RECORDS FOR THIS TASK:
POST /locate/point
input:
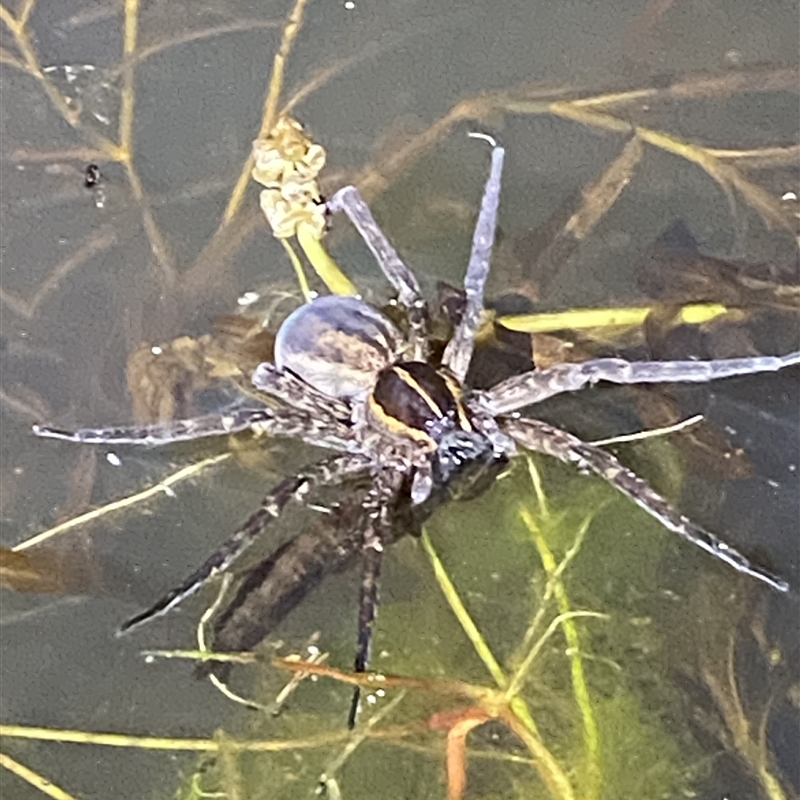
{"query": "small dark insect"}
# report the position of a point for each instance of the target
--
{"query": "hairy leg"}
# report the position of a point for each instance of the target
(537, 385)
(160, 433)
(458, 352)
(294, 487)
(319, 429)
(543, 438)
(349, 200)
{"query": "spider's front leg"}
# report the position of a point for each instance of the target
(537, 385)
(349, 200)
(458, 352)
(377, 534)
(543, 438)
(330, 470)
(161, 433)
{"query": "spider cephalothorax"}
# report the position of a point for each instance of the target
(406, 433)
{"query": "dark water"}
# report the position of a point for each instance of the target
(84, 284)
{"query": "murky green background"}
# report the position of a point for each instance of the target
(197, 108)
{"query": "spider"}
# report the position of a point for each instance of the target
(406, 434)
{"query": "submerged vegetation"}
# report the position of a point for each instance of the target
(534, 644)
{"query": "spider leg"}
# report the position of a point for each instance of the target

TASK DESCRIPTION: Whenever a line in the entries above includes the word "dark", pull that line out.

EXERCISE SOLUTION:
{"query": "small dark insect"}
{"query": "dark water"}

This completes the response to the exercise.